● 課題一覧:
1. 下の本文について、次の問いに答えてください。
(a) 原根によると、打撃体の欠点は何ですか?
(b) 渡辺が初手7枚でキープした試合で、初動は何ターン目でしたか?
(c) 八十岡によると、《地揺すりのケンラ》を戻すとどういう状態になりますか?
2. 下の本文で《》に入っているカード名は何ですか? 重複を除き、日本語名ですべて挙げてください。

渡辺「インスタントタイミングで動けるカードをヤソに全部あげてるから、相手はインスタントでこちらの干渉手段を防いでくるけど、こっちはソーサリータイミングでのアクションが多い分不利です。」
原根「ただ、始まるまではわからなかったけど、打撃体にも欠点があったんですよ、2マナ圏が少ないという。」
渡辺「確かに、初手7枚でキープしたのに初動3ターン目だったんで。」
原根「赤が入ってないから、2マナに《蓄霊稲妻/Harnessed Lightning(KLD)》がない。だから、ナベさんの2ターン目のマナクリ(《導路の召使い/Servant of the Conduit(KLD)》)にさわれず、クリーチャーも出せなくて、それで3ターン目に《反逆の先導者、チャンドラ/Chandra, Torch of Defiance(KLD)》が出てしまった。」
渡辺「そこに後手でもまくれる要素がありましたね。」
原根「始まる前はすごく不利だと思ってたけど、唯一の勝てる目を引いたというか。」

――そういう穴をうまくつけたんですね。

――八十岡さんの最後の試合、6枚目の土地を置いてから、《地揺すりのケンラ/Earthshaker Khenra(HOU)》を永遠で戻さずに2体でアタックしたシーンについて教えてください。あそこで、ニコ生のコメントがすごい盛り上がってたんですよ。「天井に目がついてるんじゃないか」とか。相手の手札がわかっていたからそうしたんんですか?
八十岡「あの場面はまず、《ボーマットの急使/Bomat Courier(KLD)》がいるだけでアド取ってて、相手も放置できないから除去撃ちたいはずなんですよ。でもあそこで《地揺すりのケンラ》を戻すとタップアウトになるから、《地揺すりのケンラ》に除去を撃たれて、もう1枚除去とか引かれると《損魂魔道士/Soul-Scar Mage(AKH)》1体だけになっちゃって、あと3~4ターン続くゲームになるんです。《地揺すりのケンラ》を戻さず2体で殴って相手に除去を使わせてから、《地揺すりのケンラ》が墓地からにらみを利かせてる状況というのが、相手にとっては一番やりづらいので。」

● 出典の抜粋:
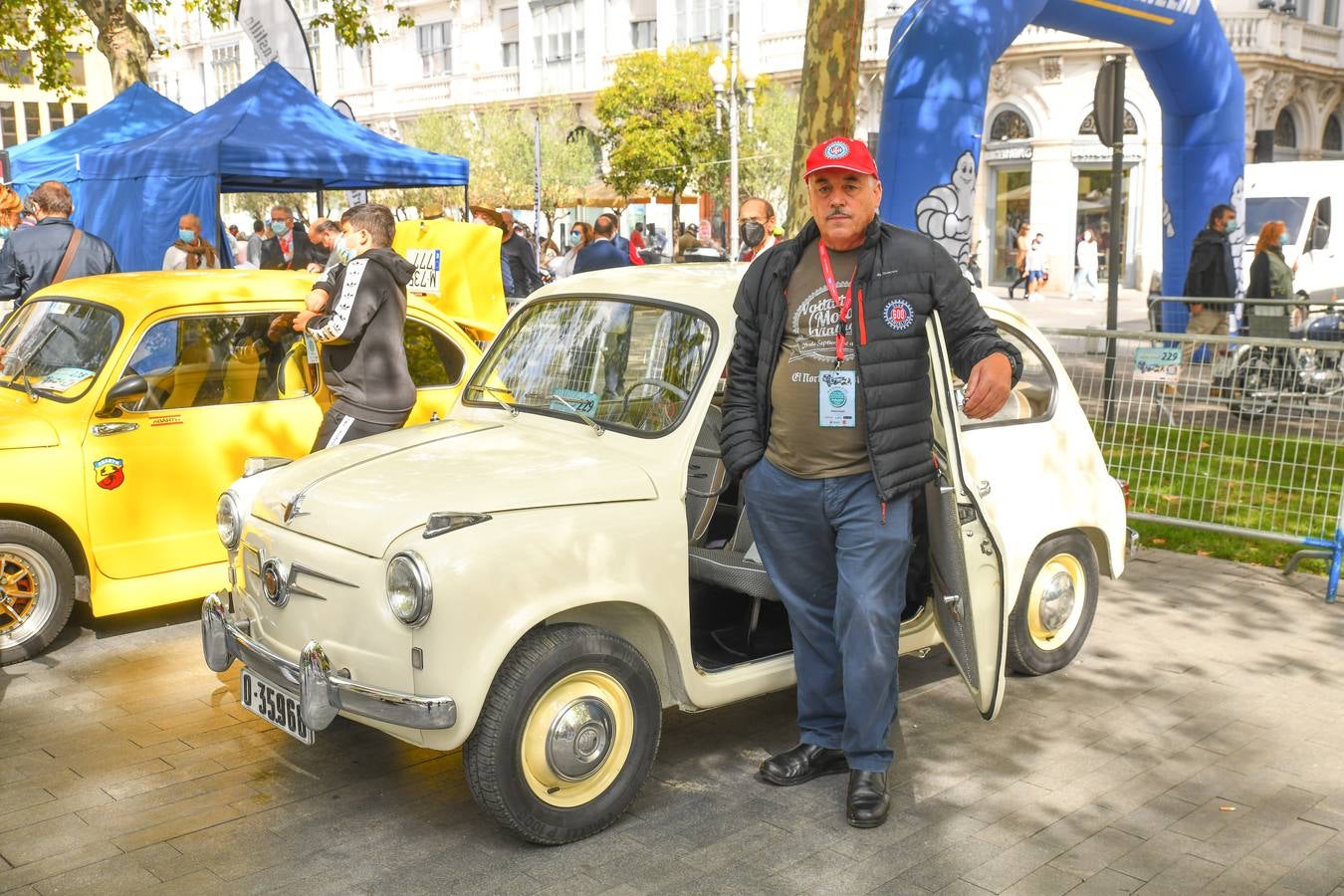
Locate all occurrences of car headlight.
[215,492,243,551]
[387,551,434,628]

● 期待される結果:
1.
(a) 2マナ圏が少ないこと
(b) 3ターン目
(c) タップアウトになる

2.
蓄霊稲妻
導路の召使い
反逆の先導者、チャンドラ
地揺すりのケンラ
ボーマットの急使
損魂魔道士